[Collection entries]
------------

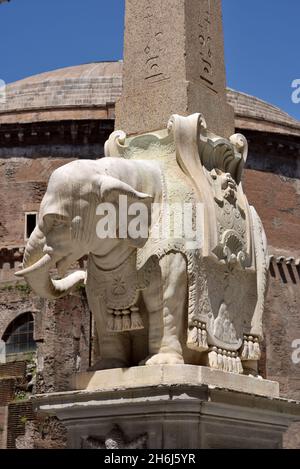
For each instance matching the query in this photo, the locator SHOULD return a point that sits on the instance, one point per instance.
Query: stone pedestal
(171, 407)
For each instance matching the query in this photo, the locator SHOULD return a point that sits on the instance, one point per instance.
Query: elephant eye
(59, 222)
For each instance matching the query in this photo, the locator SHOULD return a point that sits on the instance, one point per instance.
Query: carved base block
(173, 411)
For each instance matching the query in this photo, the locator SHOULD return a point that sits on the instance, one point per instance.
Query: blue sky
(262, 43)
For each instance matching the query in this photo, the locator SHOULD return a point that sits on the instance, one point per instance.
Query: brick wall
(19, 413)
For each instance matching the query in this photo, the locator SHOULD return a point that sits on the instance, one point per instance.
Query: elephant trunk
(37, 266)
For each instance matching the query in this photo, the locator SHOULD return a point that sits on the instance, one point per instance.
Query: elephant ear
(111, 188)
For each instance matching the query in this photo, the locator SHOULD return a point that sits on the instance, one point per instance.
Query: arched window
(19, 335)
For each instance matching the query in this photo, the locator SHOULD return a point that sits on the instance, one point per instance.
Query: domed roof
(90, 91)
(51, 95)
(256, 114)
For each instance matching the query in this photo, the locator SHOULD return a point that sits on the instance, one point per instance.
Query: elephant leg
(114, 348)
(165, 300)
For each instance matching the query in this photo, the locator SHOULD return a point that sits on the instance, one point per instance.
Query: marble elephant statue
(192, 295)
(67, 231)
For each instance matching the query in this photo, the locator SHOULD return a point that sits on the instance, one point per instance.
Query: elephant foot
(108, 364)
(165, 359)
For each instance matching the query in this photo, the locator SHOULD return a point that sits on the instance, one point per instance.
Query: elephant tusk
(70, 281)
(44, 261)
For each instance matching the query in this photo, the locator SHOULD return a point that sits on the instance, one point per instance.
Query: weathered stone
(173, 63)
(167, 375)
(172, 417)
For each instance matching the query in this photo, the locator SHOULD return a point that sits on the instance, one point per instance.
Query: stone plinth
(171, 408)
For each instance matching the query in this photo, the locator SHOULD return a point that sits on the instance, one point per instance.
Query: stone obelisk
(173, 64)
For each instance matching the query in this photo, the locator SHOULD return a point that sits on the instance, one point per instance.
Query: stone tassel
(204, 337)
(239, 365)
(251, 348)
(230, 366)
(234, 363)
(245, 352)
(192, 337)
(118, 321)
(257, 351)
(126, 320)
(110, 321)
(136, 320)
(220, 359)
(213, 358)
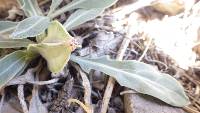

------------

* **TASK GOAL**
Locate every line in the entries above that contains the string "stone", matching case exactly, and copy each such line.

* **ANSWER FOR THE TASK**
Query: stone pedestal
Query: weathered stone
Query: stone plinth
Query: stone obelisk
Query: stone tassel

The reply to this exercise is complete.